(Exercise input)

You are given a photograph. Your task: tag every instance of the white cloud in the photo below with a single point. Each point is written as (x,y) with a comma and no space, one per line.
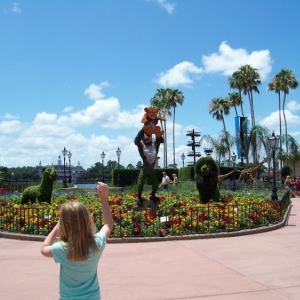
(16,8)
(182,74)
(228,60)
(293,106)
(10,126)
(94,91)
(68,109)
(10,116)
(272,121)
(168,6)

(End Exercise input)
(Exercise input)

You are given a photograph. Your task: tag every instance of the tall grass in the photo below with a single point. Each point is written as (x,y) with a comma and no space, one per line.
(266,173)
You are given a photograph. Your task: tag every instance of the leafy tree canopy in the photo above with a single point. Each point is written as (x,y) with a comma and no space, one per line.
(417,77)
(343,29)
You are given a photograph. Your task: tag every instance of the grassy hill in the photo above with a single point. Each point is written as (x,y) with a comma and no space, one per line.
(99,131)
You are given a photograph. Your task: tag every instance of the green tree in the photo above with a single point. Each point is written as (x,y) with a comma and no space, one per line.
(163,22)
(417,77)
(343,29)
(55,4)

(End Exercise input)
(Exercise input)

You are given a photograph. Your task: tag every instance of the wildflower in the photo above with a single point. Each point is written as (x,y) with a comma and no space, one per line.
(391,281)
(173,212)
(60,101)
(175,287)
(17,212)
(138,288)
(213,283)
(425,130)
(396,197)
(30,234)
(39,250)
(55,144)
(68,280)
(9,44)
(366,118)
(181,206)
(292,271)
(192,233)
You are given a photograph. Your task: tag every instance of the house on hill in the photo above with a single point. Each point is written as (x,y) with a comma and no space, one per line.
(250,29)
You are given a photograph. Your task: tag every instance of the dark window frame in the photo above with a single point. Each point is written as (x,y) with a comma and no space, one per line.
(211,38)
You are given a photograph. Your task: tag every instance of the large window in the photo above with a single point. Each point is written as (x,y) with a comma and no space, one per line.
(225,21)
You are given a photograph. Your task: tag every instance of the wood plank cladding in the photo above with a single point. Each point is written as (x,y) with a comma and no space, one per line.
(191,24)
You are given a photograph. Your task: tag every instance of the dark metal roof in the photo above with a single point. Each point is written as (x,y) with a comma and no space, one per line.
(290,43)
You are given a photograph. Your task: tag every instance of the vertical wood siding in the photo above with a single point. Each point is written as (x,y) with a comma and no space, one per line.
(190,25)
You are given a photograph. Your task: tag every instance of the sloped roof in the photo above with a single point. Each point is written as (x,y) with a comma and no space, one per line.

(End Exercise input)

> _Exercise prompt_
Print the lines above from the one with "of the wood" through the one with "of the sloped", both included, exactly as written and nothing more.

> _Exercise output_
You are given a photograph. Your task: tag every instance of the wood plank cladding in the photo above with a single point. Each point is written as (x,y) with a comma and no space, one per line.
(191,24)
You are given a photograph. Your task: tag every instance of the dark metal roof in the photo above with a single point. Each point is written as (x,y) with a comma and no space, one per line.
(290,43)
You are given a photograph. Your task: tag every instance of the vertical wood siding in the photo above with a single point. Each point is written as (x,y) with a comma and no space, one per line.
(190,25)
You are given a photograph. Your task: tag every instance of the sloped roof in the photo above with a single point. Each point is written as (x,y) with a comma and no space, one per line.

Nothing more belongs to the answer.